◆ Required work ◆
All lines from the one containing "Query: window frame" through the final line of the listing below are to be retyped exactly; nothing else goes in the result.

◆ Listed records ◆
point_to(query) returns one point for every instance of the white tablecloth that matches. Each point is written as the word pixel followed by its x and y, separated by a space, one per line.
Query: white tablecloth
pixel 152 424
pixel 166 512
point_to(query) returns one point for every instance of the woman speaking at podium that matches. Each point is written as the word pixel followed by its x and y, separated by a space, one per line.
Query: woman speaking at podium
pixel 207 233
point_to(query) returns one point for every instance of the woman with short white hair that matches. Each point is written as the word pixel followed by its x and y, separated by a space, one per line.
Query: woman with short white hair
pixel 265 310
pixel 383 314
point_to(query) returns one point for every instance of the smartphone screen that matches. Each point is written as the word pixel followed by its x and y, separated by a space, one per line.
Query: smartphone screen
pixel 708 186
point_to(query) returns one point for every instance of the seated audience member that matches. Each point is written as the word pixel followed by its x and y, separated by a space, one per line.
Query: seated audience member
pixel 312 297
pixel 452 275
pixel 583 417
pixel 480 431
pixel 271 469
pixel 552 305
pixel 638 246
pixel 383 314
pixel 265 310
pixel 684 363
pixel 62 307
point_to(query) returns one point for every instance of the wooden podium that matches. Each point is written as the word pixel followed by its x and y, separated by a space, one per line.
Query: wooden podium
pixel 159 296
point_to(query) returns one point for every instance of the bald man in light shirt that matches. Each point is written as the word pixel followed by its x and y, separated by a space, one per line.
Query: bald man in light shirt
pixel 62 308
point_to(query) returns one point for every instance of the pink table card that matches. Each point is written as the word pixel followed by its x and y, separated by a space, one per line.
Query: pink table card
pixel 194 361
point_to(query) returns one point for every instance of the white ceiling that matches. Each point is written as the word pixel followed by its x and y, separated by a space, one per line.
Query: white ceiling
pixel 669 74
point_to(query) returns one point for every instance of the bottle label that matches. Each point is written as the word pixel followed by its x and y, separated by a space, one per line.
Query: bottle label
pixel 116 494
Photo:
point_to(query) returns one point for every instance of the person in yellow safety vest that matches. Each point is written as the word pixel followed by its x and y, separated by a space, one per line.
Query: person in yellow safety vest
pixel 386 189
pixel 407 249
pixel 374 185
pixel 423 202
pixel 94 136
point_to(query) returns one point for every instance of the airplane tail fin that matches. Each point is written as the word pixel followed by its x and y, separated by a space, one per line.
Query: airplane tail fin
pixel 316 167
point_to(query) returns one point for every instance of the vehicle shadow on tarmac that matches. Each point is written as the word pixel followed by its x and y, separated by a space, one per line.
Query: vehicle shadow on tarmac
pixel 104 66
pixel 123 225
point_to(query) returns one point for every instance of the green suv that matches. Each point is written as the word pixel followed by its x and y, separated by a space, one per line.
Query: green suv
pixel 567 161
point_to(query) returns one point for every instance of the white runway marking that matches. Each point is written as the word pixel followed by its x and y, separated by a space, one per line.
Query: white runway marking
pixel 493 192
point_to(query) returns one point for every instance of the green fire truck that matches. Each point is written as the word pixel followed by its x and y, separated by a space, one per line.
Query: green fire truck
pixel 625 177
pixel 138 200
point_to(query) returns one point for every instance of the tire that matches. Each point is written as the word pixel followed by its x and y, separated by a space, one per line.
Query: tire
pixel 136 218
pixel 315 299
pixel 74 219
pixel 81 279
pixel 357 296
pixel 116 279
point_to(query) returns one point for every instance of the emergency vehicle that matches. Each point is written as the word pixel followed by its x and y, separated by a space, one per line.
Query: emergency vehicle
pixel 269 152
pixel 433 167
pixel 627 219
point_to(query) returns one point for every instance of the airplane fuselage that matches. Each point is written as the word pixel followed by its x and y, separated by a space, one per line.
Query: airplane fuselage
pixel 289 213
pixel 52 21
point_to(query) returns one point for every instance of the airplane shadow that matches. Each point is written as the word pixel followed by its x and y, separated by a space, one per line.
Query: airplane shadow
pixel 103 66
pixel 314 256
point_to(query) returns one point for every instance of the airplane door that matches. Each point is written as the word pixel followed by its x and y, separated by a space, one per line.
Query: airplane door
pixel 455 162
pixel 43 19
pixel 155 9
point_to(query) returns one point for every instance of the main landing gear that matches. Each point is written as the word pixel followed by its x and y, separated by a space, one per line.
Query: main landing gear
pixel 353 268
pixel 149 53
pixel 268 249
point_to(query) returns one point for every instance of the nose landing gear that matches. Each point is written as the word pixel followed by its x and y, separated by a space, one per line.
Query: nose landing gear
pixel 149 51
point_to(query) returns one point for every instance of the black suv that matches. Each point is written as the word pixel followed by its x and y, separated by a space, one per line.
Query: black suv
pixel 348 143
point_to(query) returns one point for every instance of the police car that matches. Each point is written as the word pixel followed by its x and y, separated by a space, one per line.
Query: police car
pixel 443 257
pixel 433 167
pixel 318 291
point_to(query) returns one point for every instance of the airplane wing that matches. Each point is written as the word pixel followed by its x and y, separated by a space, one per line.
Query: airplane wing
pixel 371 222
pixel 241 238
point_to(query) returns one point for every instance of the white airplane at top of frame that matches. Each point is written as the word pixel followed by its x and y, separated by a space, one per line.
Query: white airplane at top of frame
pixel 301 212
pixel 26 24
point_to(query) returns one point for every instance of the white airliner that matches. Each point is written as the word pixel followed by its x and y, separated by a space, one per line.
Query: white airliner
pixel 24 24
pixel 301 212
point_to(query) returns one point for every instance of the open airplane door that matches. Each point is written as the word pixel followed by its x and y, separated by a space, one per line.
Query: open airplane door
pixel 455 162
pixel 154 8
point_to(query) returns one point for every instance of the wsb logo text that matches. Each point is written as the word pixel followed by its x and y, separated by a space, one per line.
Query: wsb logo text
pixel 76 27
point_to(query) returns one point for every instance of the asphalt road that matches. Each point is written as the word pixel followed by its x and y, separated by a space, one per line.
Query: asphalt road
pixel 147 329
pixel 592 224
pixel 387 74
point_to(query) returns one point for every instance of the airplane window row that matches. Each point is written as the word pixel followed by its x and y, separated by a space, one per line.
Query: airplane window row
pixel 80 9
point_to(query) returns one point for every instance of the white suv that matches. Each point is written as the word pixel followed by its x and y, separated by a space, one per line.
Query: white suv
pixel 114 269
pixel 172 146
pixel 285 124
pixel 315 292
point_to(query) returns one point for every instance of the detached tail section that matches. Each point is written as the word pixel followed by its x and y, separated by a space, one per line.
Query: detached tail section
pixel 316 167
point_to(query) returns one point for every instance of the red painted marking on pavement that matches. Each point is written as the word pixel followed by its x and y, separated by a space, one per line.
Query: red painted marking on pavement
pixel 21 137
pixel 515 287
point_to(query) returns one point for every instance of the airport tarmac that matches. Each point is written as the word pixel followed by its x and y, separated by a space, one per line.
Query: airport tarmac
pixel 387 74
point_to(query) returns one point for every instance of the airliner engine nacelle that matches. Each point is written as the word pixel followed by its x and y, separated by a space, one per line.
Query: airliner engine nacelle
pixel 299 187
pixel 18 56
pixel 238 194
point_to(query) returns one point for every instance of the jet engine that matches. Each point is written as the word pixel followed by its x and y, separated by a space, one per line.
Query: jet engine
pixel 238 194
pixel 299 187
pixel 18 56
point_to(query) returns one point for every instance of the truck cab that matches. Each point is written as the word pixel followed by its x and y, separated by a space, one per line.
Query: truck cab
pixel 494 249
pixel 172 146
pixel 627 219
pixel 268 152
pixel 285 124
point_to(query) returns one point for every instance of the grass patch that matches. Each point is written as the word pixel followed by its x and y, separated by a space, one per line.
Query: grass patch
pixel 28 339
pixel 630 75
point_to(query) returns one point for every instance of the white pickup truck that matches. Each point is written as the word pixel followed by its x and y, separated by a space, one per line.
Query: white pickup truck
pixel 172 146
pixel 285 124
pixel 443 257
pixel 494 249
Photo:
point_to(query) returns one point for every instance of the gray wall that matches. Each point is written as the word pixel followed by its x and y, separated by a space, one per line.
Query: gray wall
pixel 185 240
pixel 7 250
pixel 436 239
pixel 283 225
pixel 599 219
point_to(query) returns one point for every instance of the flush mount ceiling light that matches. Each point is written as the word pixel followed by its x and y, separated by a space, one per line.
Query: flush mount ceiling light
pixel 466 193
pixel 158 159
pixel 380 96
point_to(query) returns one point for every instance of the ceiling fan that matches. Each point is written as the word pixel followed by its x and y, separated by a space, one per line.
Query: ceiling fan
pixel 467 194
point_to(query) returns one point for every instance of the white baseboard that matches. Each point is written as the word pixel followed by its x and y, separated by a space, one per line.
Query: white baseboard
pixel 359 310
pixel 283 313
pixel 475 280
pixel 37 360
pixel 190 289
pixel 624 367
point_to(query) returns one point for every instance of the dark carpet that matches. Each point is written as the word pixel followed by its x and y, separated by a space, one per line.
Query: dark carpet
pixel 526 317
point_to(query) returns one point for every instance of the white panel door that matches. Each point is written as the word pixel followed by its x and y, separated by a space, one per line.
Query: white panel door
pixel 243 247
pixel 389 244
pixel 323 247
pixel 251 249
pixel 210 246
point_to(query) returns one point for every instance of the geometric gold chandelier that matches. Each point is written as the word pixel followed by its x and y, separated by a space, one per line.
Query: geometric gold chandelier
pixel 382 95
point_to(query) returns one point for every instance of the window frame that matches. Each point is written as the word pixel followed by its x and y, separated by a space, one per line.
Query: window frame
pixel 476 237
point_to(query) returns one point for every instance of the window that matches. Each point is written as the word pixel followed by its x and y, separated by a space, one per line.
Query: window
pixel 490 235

◆ Task answer ◆
Query: window frame
pixel 476 237
point_to(query) returns one point for every instance of the window that matches. Each point is written as the word pixel followed by its x and y, separated by a space, one per line.
Query: window
pixel 490 235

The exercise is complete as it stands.